課題 1
以下の文書抜粋に基づき、次の問いに答えてください。
(a) セミナーに集まった受講者は合計何名ですか。
(b) 野菜コースの受講者は何名ですか。
(c) 研修は毎日何時から何時まで行われますか。
課題 2
以下のレコードのうち、冒頭の行から「column 5, row 65」を含む行までをそのまま再掲してください。

文書抜粋

セミナーには全道各地から、新規参入者(=農家以外から就農する人。研修中の予定者も含む)やUターン就農者(=農家の後継者)計27名(花きコース5名、野菜コース22名)が集まり、併設された研修所に寝泊まりしながら研修を受けます。

研修内容は、それぞれのコースに分かれて学ぶ基礎技術科目[栽培概論、栽培基礎Ⅰ〜Ⅴ、輸送と鮮度保持(花きコース)、流通と内部品質(野菜コース)]と、共通科目[土壌改良と施肥管理、施設資材の特性と利用、経営管理概論、新規就農者の経営事例と動向、経営事例の総合討論、農地制度の基礎、病害虫]とがあり、毎日午前9時から午後5時まで行います。

提供データ

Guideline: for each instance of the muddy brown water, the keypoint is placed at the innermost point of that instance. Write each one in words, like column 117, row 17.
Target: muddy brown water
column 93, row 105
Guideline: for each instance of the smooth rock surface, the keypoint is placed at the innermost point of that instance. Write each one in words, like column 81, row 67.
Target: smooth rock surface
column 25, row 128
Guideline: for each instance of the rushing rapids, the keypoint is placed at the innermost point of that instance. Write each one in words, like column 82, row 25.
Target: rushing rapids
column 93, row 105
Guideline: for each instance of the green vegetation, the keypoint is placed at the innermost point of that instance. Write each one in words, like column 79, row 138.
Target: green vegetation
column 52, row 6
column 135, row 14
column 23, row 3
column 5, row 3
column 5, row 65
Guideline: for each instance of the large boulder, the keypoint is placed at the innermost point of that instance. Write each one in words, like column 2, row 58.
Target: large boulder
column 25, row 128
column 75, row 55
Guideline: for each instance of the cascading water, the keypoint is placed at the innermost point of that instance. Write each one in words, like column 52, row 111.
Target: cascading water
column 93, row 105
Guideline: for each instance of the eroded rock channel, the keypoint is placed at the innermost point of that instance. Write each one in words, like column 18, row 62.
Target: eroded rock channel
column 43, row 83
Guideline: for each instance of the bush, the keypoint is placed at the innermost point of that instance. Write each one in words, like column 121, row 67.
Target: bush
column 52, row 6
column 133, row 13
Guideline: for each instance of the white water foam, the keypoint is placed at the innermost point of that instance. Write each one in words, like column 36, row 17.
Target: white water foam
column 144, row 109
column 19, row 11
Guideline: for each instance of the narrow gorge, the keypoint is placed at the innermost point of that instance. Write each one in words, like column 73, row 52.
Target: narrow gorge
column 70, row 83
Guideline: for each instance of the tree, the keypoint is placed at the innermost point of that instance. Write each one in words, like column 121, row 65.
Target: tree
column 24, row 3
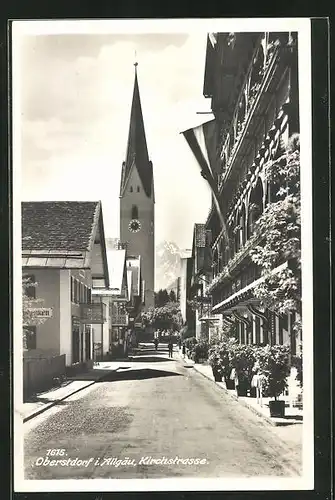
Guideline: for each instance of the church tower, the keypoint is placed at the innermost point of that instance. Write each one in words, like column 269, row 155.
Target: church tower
column 137, row 199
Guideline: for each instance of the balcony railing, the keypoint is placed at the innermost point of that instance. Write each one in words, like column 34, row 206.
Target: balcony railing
column 233, row 263
column 94, row 313
column 255, row 95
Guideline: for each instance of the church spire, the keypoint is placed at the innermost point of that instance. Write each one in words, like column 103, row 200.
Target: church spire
column 137, row 151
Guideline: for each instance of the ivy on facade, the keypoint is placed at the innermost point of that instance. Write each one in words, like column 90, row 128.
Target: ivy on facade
column 280, row 226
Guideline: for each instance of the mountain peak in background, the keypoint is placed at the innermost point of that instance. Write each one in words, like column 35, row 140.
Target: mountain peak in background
column 167, row 265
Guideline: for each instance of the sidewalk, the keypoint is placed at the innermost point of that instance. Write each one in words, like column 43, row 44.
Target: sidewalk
column 44, row 400
column 292, row 415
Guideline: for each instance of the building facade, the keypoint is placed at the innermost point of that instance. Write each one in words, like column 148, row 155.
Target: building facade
column 252, row 81
column 137, row 199
column 63, row 252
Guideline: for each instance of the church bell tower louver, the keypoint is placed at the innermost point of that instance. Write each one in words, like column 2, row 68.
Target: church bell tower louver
column 137, row 199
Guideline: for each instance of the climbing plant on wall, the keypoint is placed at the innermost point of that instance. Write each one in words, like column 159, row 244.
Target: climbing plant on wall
column 280, row 226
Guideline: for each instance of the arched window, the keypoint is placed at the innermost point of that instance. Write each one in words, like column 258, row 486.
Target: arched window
column 257, row 72
column 237, row 232
column 241, row 112
column 255, row 208
column 215, row 263
column 242, row 225
column 134, row 212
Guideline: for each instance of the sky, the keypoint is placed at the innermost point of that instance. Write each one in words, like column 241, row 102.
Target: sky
column 75, row 93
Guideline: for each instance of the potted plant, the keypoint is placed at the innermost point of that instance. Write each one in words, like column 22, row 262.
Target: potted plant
column 200, row 351
column 243, row 360
column 274, row 367
column 219, row 359
column 214, row 360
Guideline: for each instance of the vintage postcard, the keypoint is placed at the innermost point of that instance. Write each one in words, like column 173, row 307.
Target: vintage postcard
column 163, row 287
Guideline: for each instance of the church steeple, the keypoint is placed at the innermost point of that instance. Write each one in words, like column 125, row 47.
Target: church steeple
column 137, row 151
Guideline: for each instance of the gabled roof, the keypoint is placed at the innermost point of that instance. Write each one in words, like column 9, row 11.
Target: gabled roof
column 199, row 235
column 116, row 267
column 61, row 234
column 137, row 151
column 58, row 225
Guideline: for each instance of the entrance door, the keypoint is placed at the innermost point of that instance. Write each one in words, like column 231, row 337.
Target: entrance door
column 75, row 339
column 81, row 344
column 87, row 342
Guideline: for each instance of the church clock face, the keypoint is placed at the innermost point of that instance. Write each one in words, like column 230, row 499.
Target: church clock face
column 134, row 226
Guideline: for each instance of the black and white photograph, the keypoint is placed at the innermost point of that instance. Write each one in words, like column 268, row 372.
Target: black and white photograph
column 163, row 278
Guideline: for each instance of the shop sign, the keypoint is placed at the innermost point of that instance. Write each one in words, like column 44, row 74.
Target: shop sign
column 93, row 313
column 120, row 319
column 42, row 312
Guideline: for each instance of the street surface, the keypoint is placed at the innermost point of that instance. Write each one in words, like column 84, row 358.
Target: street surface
column 147, row 421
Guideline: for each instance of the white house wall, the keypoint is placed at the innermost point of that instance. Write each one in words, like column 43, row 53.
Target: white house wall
column 47, row 334
column 65, row 326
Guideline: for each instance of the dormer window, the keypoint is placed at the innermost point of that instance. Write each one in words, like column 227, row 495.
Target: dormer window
column 134, row 212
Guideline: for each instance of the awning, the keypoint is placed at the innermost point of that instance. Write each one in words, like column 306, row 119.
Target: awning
column 245, row 294
column 201, row 139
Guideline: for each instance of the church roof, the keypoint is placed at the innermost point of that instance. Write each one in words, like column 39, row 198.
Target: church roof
column 58, row 225
column 137, row 151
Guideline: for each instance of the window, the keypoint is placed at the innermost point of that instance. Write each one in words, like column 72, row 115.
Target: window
column 134, row 212
column 30, row 337
column 30, row 290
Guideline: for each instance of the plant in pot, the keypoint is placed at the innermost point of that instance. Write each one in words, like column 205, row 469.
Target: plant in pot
column 274, row 367
column 200, row 351
column 214, row 359
column 227, row 353
column 243, row 360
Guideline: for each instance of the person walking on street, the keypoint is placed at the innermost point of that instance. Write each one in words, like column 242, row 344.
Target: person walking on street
column 170, row 344
column 184, row 350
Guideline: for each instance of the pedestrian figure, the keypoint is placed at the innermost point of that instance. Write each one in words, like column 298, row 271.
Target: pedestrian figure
column 184, row 349
column 170, row 345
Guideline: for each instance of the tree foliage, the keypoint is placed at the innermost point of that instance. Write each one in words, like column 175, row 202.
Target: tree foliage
column 280, row 226
column 161, row 298
column 167, row 316
column 274, row 368
column 29, row 307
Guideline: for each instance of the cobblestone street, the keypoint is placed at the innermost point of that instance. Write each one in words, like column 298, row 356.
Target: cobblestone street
column 140, row 421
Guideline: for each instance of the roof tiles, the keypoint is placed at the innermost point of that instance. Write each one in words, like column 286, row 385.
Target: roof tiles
column 58, row 226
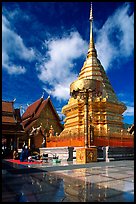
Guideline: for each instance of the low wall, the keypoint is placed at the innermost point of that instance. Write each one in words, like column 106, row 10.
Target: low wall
column 64, row 153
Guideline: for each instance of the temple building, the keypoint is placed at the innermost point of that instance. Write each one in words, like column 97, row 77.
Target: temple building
column 93, row 113
column 12, row 130
column 41, row 122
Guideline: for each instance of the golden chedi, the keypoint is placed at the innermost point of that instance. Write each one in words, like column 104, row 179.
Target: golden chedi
column 93, row 109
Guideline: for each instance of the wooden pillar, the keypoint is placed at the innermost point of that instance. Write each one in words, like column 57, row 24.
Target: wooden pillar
column 29, row 142
column 17, row 142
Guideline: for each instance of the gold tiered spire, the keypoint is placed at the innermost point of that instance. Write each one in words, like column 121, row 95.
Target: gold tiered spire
column 91, row 50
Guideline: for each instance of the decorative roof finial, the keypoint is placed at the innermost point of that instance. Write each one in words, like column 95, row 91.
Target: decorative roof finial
column 91, row 13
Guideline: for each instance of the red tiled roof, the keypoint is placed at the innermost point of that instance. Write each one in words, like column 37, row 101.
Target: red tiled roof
column 17, row 115
column 33, row 112
column 31, row 109
column 8, row 119
column 7, row 106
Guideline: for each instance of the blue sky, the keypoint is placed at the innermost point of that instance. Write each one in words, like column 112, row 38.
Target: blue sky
column 44, row 46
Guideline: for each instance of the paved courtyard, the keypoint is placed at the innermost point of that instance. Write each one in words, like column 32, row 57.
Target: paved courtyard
column 69, row 182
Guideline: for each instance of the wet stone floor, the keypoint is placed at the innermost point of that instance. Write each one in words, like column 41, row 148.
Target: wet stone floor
column 103, row 183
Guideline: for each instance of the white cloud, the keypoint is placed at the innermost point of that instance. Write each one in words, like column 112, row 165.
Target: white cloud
column 129, row 111
column 120, row 26
column 58, row 71
column 13, row 48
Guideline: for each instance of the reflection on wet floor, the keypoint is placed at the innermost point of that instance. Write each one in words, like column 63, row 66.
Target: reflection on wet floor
column 97, row 184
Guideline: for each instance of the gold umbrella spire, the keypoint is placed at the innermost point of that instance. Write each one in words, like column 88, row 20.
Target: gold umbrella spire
column 91, row 50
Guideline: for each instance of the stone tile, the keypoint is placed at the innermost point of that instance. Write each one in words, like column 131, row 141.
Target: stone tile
column 115, row 175
column 119, row 185
column 95, row 178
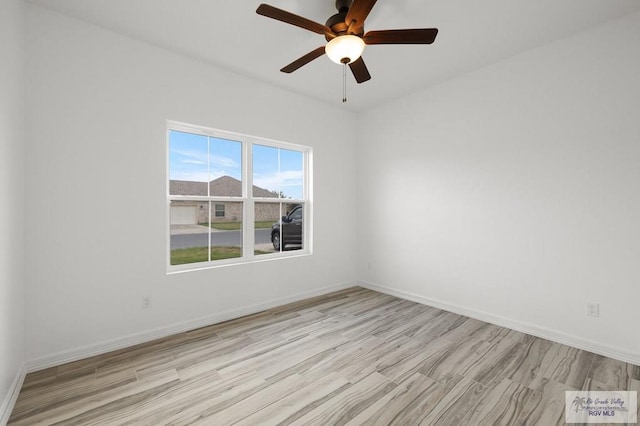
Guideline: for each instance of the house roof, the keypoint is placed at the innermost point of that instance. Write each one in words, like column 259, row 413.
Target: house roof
column 224, row 186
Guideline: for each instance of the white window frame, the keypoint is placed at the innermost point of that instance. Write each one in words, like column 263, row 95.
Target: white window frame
column 247, row 199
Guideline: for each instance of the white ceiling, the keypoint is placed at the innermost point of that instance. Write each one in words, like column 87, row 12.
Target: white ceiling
column 230, row 34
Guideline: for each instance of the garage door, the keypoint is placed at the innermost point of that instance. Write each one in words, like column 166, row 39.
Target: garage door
column 183, row 215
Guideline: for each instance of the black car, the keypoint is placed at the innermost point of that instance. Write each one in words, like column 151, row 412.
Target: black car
column 291, row 234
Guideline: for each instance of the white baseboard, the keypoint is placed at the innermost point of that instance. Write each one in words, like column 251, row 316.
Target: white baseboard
column 146, row 336
column 12, row 396
column 532, row 329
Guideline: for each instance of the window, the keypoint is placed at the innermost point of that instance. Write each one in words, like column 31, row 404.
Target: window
column 234, row 198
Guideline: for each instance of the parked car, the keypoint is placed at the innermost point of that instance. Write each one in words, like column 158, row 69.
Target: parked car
column 288, row 231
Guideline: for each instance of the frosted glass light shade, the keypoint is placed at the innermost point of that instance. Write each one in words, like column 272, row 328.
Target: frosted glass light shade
column 344, row 49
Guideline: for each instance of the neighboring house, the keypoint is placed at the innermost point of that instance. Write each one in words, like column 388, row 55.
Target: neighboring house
column 194, row 212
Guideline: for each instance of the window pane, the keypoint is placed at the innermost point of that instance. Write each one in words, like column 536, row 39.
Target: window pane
column 291, row 174
column 226, row 232
column 278, row 227
column 188, row 164
column 267, row 234
column 265, row 171
column 225, row 167
column 189, row 233
column 292, row 233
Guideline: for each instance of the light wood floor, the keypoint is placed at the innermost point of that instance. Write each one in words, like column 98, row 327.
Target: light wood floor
column 351, row 357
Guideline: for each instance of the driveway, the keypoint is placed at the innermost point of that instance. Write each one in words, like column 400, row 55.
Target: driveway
column 187, row 237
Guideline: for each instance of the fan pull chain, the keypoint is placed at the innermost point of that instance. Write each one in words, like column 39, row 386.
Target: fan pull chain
column 344, row 83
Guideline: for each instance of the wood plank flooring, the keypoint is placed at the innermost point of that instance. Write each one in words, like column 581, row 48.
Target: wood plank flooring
column 349, row 358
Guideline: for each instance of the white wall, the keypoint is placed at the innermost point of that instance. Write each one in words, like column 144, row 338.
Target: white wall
column 98, row 104
column 512, row 193
column 12, row 17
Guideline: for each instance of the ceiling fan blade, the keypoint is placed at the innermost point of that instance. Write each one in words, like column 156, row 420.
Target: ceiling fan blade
column 304, row 60
column 414, row 36
column 359, row 70
column 290, row 18
column 358, row 12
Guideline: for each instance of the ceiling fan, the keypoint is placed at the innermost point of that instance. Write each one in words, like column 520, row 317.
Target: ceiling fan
column 345, row 35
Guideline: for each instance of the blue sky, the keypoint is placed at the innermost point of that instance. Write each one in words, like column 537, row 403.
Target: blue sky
column 202, row 159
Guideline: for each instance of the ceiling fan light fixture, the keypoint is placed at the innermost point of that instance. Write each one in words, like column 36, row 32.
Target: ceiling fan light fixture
column 344, row 49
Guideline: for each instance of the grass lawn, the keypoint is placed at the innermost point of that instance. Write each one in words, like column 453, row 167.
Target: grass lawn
column 234, row 226
column 200, row 254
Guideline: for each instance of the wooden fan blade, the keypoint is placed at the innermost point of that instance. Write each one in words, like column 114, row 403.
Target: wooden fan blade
column 415, row 36
column 359, row 70
column 358, row 12
column 304, row 60
column 290, row 18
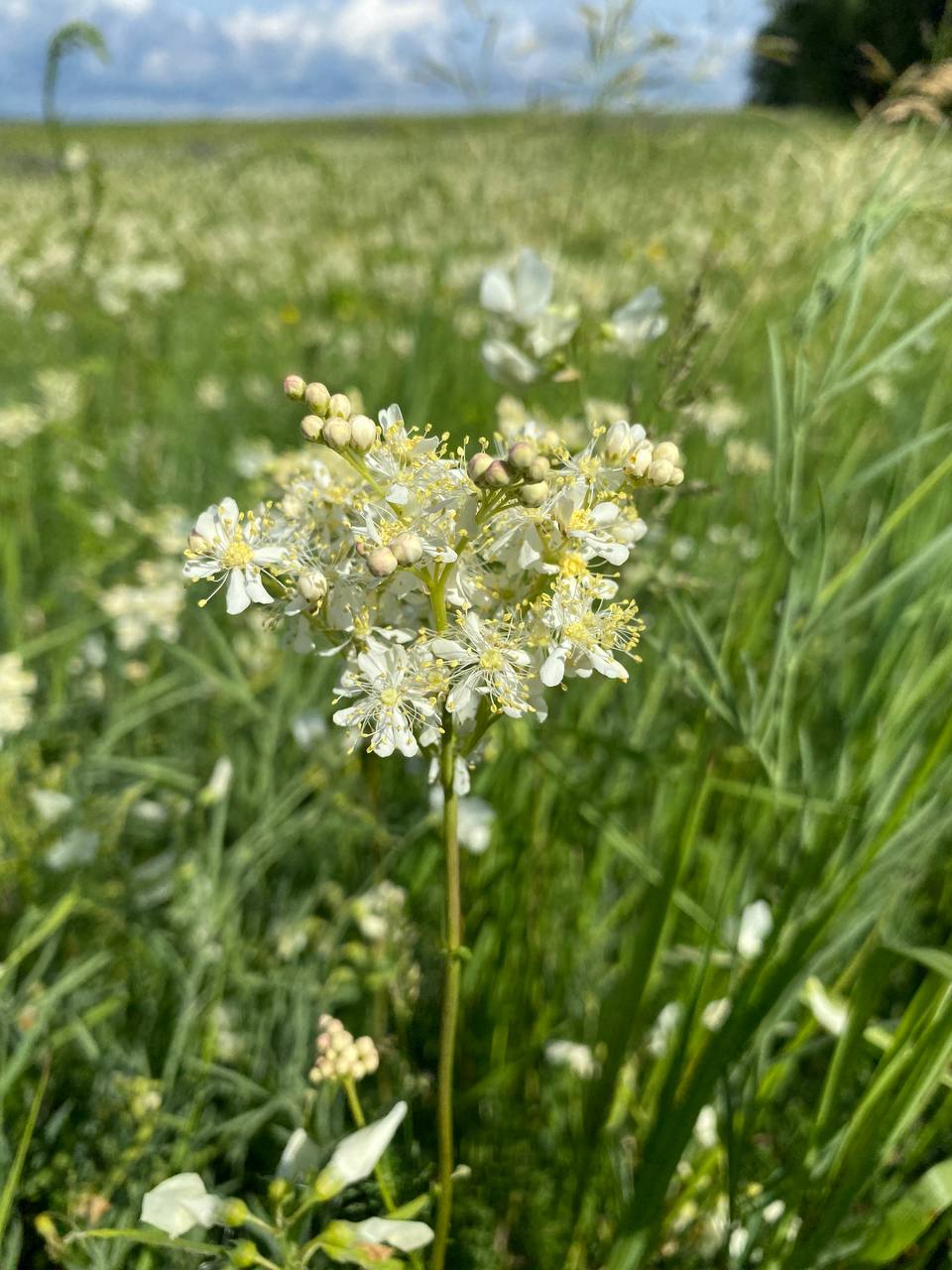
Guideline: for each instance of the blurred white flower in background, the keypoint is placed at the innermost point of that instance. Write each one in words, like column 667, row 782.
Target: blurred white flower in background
column 17, row 688
column 578, row 1058
column 180, row 1203
column 639, row 321
column 756, row 926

正しい出力 1
(a) 27名
(b) 22名
(c) 午前9時から午後5時まで

正しい出力 2
Guideline: for each instance of the muddy brown water, the keypoint is placed at the innermost point of that instance. Write each one in words, like column 117, row 17.
Target: muddy brown water
column 93, row 105
Guideline: for each instance of the smooth rock surface, the keypoint is placed at the innermost point of that instance. Write each one in words, like column 81, row 67.
Target: smooth rock surface
column 25, row 128
Guideline: for each instance of the rushing rapids, the keypoint is placed at the innermost point of that instance. Write each one in words, like column 82, row 25.
Target: rushing rapids
column 93, row 105
Guideline: for each instance of the green vegetation, the keypoint is placed at the innermost point of that instance. Write each one in words, like column 79, row 138.
Target: green vegetation
column 52, row 6
column 135, row 14
column 23, row 3
column 5, row 3
column 5, row 65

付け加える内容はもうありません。